Trecho selecionado =>
+ + + + + + +

A definição apresentada apenas reforça a nossa hipótese quanto ao contraste que há, uma vez confrontada à visão funcionalista. Além disso, essas “informações secundárias” merecem um questionamento, pois como já afirmamos, como pode ser secundária uma informação crucial quanto ao sentido?

“São três os termos acessórios da oração: o adjunto adnominal, o adjunto adverbial e o aposto.” (TERRA & NICOLA, 2001:115)

É interessante observarmos que os autores nem sequer definiram termos acessórios, o que nos causa um certo estranhamento, pois os mesmos autores em trabalho anteriores traçaram uma definição sobre os termos referidos.

“Os termos acessórios não são imprescindíveis ao entendimento do enunciado. No entanto, acrescenta uma informação nova, determinando e qualificando outros termos.” (FARACO & MOURA, 1999:420)

+ + + + + + +

Dados de origem
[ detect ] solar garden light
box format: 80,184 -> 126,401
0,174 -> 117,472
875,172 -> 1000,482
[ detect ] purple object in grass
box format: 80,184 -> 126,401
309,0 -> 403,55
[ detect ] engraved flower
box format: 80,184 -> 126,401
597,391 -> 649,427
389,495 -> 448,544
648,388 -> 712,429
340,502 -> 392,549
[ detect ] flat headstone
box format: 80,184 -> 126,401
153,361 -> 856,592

+ + + + + + +

Exercício proposto =>
Edite o trecho do texto sobre os termos acessórios que vai de "A definição apresentada" até "quanto ao sentido?", substituindo "hipótese" por "suposição". Baseie-se somente no texto.

Resposta do exercício =>
A definição apresentada apenas reforça a nossa suposição quanto ao contraste que há, uma vez confrontada à visão funcionalista. Além disso, essas “informações secundárias” merecem um questionamento, pois como já afirmamos, como pode ser secundária uma informação crucial quanto ao sentido?